-- SUPPLIED RECORDS follows --

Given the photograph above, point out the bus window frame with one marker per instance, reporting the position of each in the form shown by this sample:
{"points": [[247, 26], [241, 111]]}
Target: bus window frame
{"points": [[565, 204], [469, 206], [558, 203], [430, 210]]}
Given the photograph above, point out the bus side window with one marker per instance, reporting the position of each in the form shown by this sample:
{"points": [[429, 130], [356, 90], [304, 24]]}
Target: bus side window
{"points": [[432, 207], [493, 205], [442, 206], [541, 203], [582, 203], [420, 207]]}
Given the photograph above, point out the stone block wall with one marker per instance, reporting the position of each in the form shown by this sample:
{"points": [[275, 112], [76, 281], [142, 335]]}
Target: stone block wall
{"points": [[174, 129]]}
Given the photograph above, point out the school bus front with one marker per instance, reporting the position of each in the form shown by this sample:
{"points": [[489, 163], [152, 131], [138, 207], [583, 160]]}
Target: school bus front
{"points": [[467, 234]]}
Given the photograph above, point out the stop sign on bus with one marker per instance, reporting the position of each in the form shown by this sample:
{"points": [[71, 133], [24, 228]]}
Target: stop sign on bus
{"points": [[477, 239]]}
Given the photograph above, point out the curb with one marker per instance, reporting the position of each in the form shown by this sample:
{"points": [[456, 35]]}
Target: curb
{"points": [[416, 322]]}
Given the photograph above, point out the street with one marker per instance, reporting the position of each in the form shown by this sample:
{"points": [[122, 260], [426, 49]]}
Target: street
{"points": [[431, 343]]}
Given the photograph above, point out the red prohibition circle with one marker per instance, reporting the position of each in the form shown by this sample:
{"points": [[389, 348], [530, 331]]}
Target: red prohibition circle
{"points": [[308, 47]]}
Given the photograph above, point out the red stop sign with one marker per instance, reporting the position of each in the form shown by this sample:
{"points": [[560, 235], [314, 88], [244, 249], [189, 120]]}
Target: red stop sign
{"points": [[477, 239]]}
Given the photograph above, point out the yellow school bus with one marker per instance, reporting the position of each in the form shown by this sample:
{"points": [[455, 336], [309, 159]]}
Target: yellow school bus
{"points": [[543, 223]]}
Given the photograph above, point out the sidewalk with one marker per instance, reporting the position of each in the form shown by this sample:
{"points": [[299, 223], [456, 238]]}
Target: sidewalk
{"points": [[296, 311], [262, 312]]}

-- SUPPLIED RECORDS concluded --

> _WHAT NEEDS TO BE DONE_
An exact copy of all the records above is needed.

> _YOUR SOLUTION_
Given the photograph above, point out the bus window frame with one marker per instance, reporting the position of each in the form shown by this sample:
{"points": [[247, 26], [241, 111]]}
Target: bus window frame
{"points": [[565, 204], [469, 206], [558, 203], [430, 210]]}
Given the photograph above, point out the bus side window with one marker per instance, reporting the position of each in the form shown by this sample:
{"points": [[429, 130], [356, 90], [304, 24]]}
Target: bus side window
{"points": [[432, 207], [493, 205], [442, 206], [541, 203], [582, 203], [420, 207]]}
Given the photograph above, point out the stone block wall with one marker per instance, reporting the position of each in the form shown by this sample:
{"points": [[275, 112], [76, 281], [142, 335]]}
Target: stone block wall
{"points": [[174, 129]]}
Given the photograph above, point out the school bus front with one marker per instance, reporting the position of each in the form shown by this sample:
{"points": [[489, 163], [152, 131], [138, 207], [583, 160]]}
Target: school bus front
{"points": [[467, 234]]}
Given the photograph above, point out the stop sign on bus with one marker per instance, reporting the position of each in the form shown by this sample:
{"points": [[71, 133], [24, 228]]}
Target: stop sign on bus
{"points": [[477, 239]]}
Given the photograph above, point out the curb with one marker per instance, reporting the position of each in the form shown by this sample:
{"points": [[456, 35]]}
Target: curb
{"points": [[416, 322]]}
Given the photograph above, point out the street with one marker per instance, reporting the position of each in the form shown by this sample:
{"points": [[122, 260], [426, 49]]}
Target: street
{"points": [[431, 343]]}
Given the photograph above, point out the red prohibition circle with one marker per instance, reporting the position of each in the form shown by this sample:
{"points": [[389, 348], [530, 331]]}
Target: red prohibition circle
{"points": [[308, 47]]}
Given the photograph above, point out the red stop sign with one marker per instance, reporting the position of each in the form shown by this sample:
{"points": [[560, 235], [314, 88], [244, 249], [189, 120]]}
Target: red stop sign
{"points": [[477, 239]]}
Given the photograph above, point out the yellow school bus with one marker per instance, reporting the position of each in the form shown by this sample:
{"points": [[455, 336], [309, 159]]}
Target: yellow school bus
{"points": [[543, 223]]}
Given the photograph above, point out the sidewalk with one marker per instance, reporting the position of each in the form shown by this sample:
{"points": [[299, 223], [456, 238]]}
Target: sidewalk
{"points": [[296, 311], [262, 312]]}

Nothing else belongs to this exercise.